TEXTE À LIRE>
######

Dans une lettre ouverte, le KNK exhorte les autorités régionales et internationales à mettre fin aux opérations militaires de la Turquie
Les bombardements de l'armée turque provoquent des incendies dans la région du Sud-Kurdistan

Dans une lettre ouverte, le Congrès national du Kurdistan exhorte les autorités régionales et internationales à mettre fin aux opérations militaires de la Turquie dans la région du Kurdistan irakien. L’instance kurde met en garde contre une aggravation de l’instabilité régionale.

Le Congrès national du Kurdistan (KNK) a publié mardi une lettre ouverte appelant à une action internationale urgente pour mettre fin à la stratégie militaire agressive de la Turquie au Sud-Kurdistan (nord de l’Irak). Le KNK souligne l’intensification des actions militaires et l’augmentation des violations des droits humains commises par la Turquie dans la région du Kurdistan irakien (KRI) depuis le 15 juin, avec le déploiement de centaines de véhicules blindés, de chars et de troupes. Les forces turques ont établi des points de contrôle, procédé à des vérifications d’identité des habitants et tenté d’évacuer des villages, note l’organisation qui réunit de nombreuses formations politiques kurdes des quatre parties du Kurdistan. Elle relève en outre que les  bombardements incessants de l’armée turque ont provoqué des incendies généralisés dans la région.

« Il est inquiétant que les médias et les institutions mondiales ne réagissent pas aux actions militaires et aux violations des droits humains commises par la Turquie », déclare le KNK. « Une intervention immédiate du gouvernement irakien, des États-Unis, de l’UE, de l’ONU et du Conseil de l’Europe est indispensable pour mettre fin à l’escalade de la violence. »

######

DONNÉES BRUTES>
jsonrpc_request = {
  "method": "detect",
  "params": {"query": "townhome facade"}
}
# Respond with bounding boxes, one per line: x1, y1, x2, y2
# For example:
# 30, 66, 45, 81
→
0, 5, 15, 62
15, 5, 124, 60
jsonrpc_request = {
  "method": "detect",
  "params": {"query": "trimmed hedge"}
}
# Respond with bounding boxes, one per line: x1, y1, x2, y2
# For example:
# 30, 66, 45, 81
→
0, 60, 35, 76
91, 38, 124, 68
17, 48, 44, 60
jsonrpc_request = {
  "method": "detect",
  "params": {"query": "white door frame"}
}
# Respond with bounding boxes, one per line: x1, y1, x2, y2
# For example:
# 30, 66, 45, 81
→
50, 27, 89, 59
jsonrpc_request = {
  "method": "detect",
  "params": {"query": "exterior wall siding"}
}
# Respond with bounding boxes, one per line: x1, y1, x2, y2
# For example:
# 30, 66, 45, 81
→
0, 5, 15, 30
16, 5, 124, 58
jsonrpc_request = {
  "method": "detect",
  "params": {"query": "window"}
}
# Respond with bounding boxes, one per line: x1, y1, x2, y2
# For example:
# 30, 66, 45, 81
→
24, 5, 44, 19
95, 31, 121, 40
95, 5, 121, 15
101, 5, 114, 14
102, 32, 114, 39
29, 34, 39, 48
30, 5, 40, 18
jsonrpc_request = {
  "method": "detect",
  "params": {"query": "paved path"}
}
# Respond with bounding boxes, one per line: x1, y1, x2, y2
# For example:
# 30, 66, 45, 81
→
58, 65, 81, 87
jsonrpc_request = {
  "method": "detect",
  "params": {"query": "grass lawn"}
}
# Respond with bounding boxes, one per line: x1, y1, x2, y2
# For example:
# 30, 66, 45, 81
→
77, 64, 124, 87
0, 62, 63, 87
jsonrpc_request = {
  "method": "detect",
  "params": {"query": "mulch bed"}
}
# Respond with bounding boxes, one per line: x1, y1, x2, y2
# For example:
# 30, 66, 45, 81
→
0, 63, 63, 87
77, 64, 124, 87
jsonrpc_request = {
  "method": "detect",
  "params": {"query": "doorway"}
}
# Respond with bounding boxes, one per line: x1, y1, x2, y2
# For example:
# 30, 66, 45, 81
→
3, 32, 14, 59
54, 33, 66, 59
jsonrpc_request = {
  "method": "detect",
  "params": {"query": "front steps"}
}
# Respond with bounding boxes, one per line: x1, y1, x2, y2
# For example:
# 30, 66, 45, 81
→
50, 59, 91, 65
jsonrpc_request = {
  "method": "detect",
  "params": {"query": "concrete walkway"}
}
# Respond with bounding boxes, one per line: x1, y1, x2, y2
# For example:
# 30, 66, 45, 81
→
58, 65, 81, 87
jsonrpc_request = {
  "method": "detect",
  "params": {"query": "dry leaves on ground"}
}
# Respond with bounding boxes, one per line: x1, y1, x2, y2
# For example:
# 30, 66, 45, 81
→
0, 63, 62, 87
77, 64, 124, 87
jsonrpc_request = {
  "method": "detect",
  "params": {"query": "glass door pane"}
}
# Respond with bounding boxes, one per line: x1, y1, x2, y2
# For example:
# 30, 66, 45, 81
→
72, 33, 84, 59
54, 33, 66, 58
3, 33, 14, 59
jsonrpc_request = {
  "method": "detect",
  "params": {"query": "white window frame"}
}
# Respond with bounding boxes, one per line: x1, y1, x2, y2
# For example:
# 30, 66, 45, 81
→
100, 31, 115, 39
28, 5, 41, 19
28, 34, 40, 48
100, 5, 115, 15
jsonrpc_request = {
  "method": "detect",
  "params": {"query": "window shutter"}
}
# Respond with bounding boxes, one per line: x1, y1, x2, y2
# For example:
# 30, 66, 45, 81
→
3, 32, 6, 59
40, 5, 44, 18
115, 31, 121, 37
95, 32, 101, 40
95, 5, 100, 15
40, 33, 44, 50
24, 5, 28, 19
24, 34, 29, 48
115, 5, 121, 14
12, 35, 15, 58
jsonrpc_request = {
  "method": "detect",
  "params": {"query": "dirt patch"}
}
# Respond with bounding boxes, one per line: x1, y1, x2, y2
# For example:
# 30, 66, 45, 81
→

######

À COMPLÉTER>
[a] D'après l'article sur la lettre ouverte du KNK, depuis quelle date la Turquie a-t-elle intensifié ses actions militaires dans la région du Kurdistan irakien ?
[b] Reprenez l'article sur la lettre ouverte du KNK là où il s'arrête.
Les lignes ne sont pas nécessaires.

RÉPONSES ATTENDUES>
[a] Depuis le 15 juin.

[b]
Le KNK souligne que cette invasion fait suite à la visite du président turc Recep Tayyip Erdoğan en avril 2024 à Bagdad et Erbil (Hewlêr), où il a obtenu un soutien pour la campagne militaire en échange de concessions dans le domaine du pétrole, des infrastructures et de l’eau au gouvernement fédéral irakien et au gouvernement régional du Kurdistan (KRG).

Ces derniers jours, la présence militaire accrue à Duhok et Erbil, soutenue par le Parti démocratique du Kurdistan (PDK), a suscité la crainte d’une occupation rampante, « qui pourrait déboucher sur un conflit régional à long terme avec des répercussions mondiales », déclare l’instance kurde qui siège à Bruxelles.

l’ONG Community Peacemaker Teams (CPT), un groupe de surveillance basé aux États-Unis, a signalé d’importants déplacements de populations civiles et la destruction de terres agricoles en raison des opérations militaires. CPT a également constaté des dommages aux infrastructures, notamment à une école et à un monastère chrétien. Selon l’organisation de défense des droits humains, la Turquie a mené 1076 attaques au Kurdistan irakien entre janvier et juillet 2024, dont 238 bombardements depuis le début de la nouvelle campagne.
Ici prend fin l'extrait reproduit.